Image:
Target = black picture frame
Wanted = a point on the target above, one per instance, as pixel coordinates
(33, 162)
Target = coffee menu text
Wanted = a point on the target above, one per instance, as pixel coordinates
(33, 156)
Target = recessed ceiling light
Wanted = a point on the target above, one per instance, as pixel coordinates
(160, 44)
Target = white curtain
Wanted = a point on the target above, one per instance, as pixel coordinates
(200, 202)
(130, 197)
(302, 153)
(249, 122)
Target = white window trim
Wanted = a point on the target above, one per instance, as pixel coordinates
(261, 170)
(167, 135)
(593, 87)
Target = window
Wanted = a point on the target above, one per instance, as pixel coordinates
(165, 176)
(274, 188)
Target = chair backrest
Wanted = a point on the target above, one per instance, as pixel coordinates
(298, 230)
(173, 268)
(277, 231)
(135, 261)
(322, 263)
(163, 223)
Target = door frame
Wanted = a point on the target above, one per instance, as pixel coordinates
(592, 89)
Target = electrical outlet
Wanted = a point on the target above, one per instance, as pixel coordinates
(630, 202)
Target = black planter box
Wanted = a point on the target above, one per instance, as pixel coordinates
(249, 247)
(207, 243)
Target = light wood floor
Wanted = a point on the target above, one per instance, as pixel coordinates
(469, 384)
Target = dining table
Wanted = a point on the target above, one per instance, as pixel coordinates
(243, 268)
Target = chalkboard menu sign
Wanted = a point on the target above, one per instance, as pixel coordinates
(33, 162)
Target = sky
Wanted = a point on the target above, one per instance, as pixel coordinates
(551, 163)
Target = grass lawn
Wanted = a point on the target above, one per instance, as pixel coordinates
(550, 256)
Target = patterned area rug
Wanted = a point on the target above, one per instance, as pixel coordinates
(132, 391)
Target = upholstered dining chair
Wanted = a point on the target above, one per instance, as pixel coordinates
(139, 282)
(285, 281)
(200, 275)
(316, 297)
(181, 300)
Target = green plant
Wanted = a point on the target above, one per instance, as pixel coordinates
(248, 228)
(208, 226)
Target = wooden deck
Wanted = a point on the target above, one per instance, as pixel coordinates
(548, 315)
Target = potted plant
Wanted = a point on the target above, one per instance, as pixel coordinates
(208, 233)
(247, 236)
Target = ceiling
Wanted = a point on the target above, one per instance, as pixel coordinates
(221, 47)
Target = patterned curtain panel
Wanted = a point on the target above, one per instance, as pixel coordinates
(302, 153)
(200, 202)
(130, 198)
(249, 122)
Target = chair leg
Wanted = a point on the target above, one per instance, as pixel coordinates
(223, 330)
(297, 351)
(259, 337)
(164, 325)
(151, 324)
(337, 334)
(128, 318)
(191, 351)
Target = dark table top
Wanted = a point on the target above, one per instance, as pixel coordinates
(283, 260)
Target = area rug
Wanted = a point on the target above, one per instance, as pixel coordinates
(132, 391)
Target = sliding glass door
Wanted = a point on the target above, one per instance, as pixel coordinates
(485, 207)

━━━━━━━━━━━━━━━━━━━━

Nothing but the lines from the one with "Target = chair leg" through the end of the data above should be repeated, each exactly as it stands.

Target = chair leg
Wanted = a point on the target above, one per instance, as pixel coordinates
(223, 330)
(297, 351)
(259, 337)
(164, 325)
(151, 324)
(337, 334)
(128, 318)
(191, 351)
Target = dark table top
Wanted = a point on the target above, one per instance, as pixel coordinates
(283, 260)
Target = area rug
Wanted = a point on the target above, one per instance, as pixel coordinates
(132, 391)
Target = sliding glass door
Wanted = a point on the target above, one per instance, as pixel coordinates
(485, 207)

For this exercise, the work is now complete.